## [PROBLEM DESCRIPTION]
Each line from the one containing "det: small shed" through the last line of the entries below is to be transcribed exactly. Nothing else belongs in the reply.

## [DATA SUPPLIED]
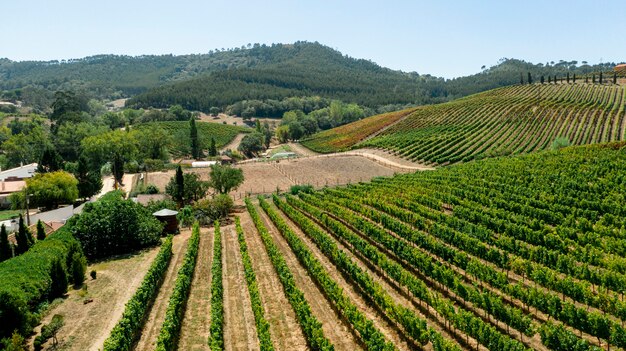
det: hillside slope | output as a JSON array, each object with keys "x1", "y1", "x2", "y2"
[{"x1": 303, "y1": 83, "x2": 626, "y2": 165}]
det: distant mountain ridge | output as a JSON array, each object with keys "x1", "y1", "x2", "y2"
[{"x1": 1, "y1": 41, "x2": 619, "y2": 112}]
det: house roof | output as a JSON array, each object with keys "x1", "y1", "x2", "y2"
[
  {"x1": 153, "y1": 208, "x2": 178, "y2": 216},
  {"x1": 0, "y1": 180, "x2": 26, "y2": 194},
  {"x1": 0, "y1": 163, "x2": 37, "y2": 181}
]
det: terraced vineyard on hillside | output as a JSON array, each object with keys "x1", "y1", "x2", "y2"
[{"x1": 303, "y1": 83, "x2": 626, "y2": 165}]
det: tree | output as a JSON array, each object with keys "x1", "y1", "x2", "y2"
[
  {"x1": 527, "y1": 72, "x2": 532, "y2": 84},
  {"x1": 275, "y1": 125, "x2": 290, "y2": 143},
  {"x1": 49, "y1": 258, "x2": 68, "y2": 298},
  {"x1": 55, "y1": 122, "x2": 109, "y2": 162},
  {"x1": 573, "y1": 73, "x2": 576, "y2": 83},
  {"x1": 25, "y1": 171, "x2": 78, "y2": 210},
  {"x1": 70, "y1": 192, "x2": 162, "y2": 259},
  {"x1": 520, "y1": 73, "x2": 524, "y2": 85},
  {"x1": 255, "y1": 119, "x2": 261, "y2": 133},
  {"x1": 81, "y1": 130, "x2": 137, "y2": 188},
  {"x1": 599, "y1": 72, "x2": 603, "y2": 84},
  {"x1": 166, "y1": 171, "x2": 209, "y2": 205},
  {"x1": 209, "y1": 137, "x2": 217, "y2": 157},
  {"x1": 70, "y1": 252, "x2": 86, "y2": 288},
  {"x1": 134, "y1": 125, "x2": 171, "y2": 161},
  {"x1": 288, "y1": 121, "x2": 305, "y2": 140},
  {"x1": 238, "y1": 132, "x2": 265, "y2": 157},
  {"x1": 36, "y1": 220, "x2": 46, "y2": 241},
  {"x1": 209, "y1": 164, "x2": 244, "y2": 194},
  {"x1": 0, "y1": 224, "x2": 12, "y2": 262},
  {"x1": 566, "y1": 72, "x2": 570, "y2": 83},
  {"x1": 37, "y1": 146, "x2": 63, "y2": 173},
  {"x1": 3, "y1": 331, "x2": 27, "y2": 351},
  {"x1": 174, "y1": 165, "x2": 185, "y2": 206},
  {"x1": 614, "y1": 72, "x2": 617, "y2": 84},
  {"x1": 540, "y1": 76, "x2": 544, "y2": 84},
  {"x1": 262, "y1": 122, "x2": 272, "y2": 148},
  {"x1": 50, "y1": 91, "x2": 88, "y2": 132},
  {"x1": 190, "y1": 117, "x2": 199, "y2": 159},
  {"x1": 75, "y1": 155, "x2": 102, "y2": 200},
  {"x1": 548, "y1": 76, "x2": 552, "y2": 84},
  {"x1": 14, "y1": 215, "x2": 32, "y2": 255},
  {"x1": 593, "y1": 74, "x2": 596, "y2": 83}
]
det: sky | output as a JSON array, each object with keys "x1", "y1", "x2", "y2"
[{"x1": 2, "y1": 0, "x2": 625, "y2": 78}]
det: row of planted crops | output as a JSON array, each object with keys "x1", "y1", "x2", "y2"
[{"x1": 102, "y1": 143, "x2": 626, "y2": 350}]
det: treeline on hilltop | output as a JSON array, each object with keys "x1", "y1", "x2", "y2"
[{"x1": 2, "y1": 41, "x2": 622, "y2": 116}]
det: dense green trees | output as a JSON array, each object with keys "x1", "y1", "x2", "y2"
[
  {"x1": 75, "y1": 155, "x2": 103, "y2": 200},
  {"x1": 69, "y1": 191, "x2": 162, "y2": 260},
  {"x1": 238, "y1": 132, "x2": 265, "y2": 157},
  {"x1": 24, "y1": 171, "x2": 78, "y2": 210},
  {"x1": 165, "y1": 169, "x2": 210, "y2": 206},
  {"x1": 14, "y1": 215, "x2": 33, "y2": 255}
]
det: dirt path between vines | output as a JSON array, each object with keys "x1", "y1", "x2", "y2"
[
  {"x1": 239, "y1": 211, "x2": 308, "y2": 351},
  {"x1": 255, "y1": 204, "x2": 365, "y2": 351},
  {"x1": 135, "y1": 230, "x2": 191, "y2": 351},
  {"x1": 31, "y1": 247, "x2": 160, "y2": 351},
  {"x1": 177, "y1": 227, "x2": 214, "y2": 351},
  {"x1": 223, "y1": 223, "x2": 261, "y2": 351},
  {"x1": 221, "y1": 133, "x2": 247, "y2": 153}
]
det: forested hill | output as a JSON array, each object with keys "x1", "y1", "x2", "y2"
[
  {"x1": 126, "y1": 45, "x2": 619, "y2": 112},
  {"x1": 1, "y1": 41, "x2": 619, "y2": 112}
]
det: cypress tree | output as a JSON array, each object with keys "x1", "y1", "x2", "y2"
[
  {"x1": 255, "y1": 119, "x2": 261, "y2": 133},
  {"x1": 599, "y1": 72, "x2": 603, "y2": 84},
  {"x1": 585, "y1": 76, "x2": 589, "y2": 83},
  {"x1": 566, "y1": 72, "x2": 570, "y2": 83},
  {"x1": 540, "y1": 75, "x2": 545, "y2": 84},
  {"x1": 15, "y1": 214, "x2": 33, "y2": 255},
  {"x1": 36, "y1": 220, "x2": 46, "y2": 241},
  {"x1": 175, "y1": 165, "x2": 184, "y2": 206},
  {"x1": 520, "y1": 73, "x2": 524, "y2": 85},
  {"x1": 76, "y1": 154, "x2": 103, "y2": 199},
  {"x1": 49, "y1": 258, "x2": 68, "y2": 298},
  {"x1": 573, "y1": 74, "x2": 576, "y2": 83},
  {"x1": 527, "y1": 72, "x2": 532, "y2": 84},
  {"x1": 37, "y1": 146, "x2": 63, "y2": 173},
  {"x1": 614, "y1": 72, "x2": 617, "y2": 84},
  {"x1": 593, "y1": 74, "x2": 596, "y2": 84},
  {"x1": 0, "y1": 224, "x2": 12, "y2": 262},
  {"x1": 209, "y1": 137, "x2": 217, "y2": 157},
  {"x1": 548, "y1": 76, "x2": 552, "y2": 84},
  {"x1": 190, "y1": 117, "x2": 199, "y2": 159}
]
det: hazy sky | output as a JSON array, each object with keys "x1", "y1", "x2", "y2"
[{"x1": 3, "y1": 0, "x2": 625, "y2": 78}]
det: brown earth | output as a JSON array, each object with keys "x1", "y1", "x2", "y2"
[
  {"x1": 30, "y1": 247, "x2": 160, "y2": 351},
  {"x1": 135, "y1": 230, "x2": 191, "y2": 351},
  {"x1": 238, "y1": 211, "x2": 308, "y2": 351},
  {"x1": 177, "y1": 227, "x2": 214, "y2": 351},
  {"x1": 254, "y1": 204, "x2": 365, "y2": 351},
  {"x1": 222, "y1": 223, "x2": 261, "y2": 351}
]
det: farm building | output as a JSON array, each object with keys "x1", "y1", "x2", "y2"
[
  {"x1": 153, "y1": 208, "x2": 179, "y2": 234},
  {"x1": 0, "y1": 163, "x2": 37, "y2": 208}
]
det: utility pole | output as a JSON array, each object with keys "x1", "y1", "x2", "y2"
[{"x1": 25, "y1": 194, "x2": 31, "y2": 226}]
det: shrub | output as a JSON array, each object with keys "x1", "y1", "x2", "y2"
[
  {"x1": 290, "y1": 184, "x2": 314, "y2": 195},
  {"x1": 193, "y1": 195, "x2": 233, "y2": 225},
  {"x1": 90, "y1": 270, "x2": 97, "y2": 279}
]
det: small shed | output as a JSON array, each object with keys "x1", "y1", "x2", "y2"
[
  {"x1": 153, "y1": 208, "x2": 179, "y2": 235},
  {"x1": 218, "y1": 155, "x2": 235, "y2": 165},
  {"x1": 192, "y1": 161, "x2": 217, "y2": 168}
]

## [RESULT FOR THIS EXERCISE]
det: small shed | output as a JSON array, each object with keys "x1", "y1", "x2", "y2"
[
  {"x1": 153, "y1": 208, "x2": 179, "y2": 235},
  {"x1": 218, "y1": 155, "x2": 235, "y2": 165},
  {"x1": 192, "y1": 161, "x2": 217, "y2": 168}
]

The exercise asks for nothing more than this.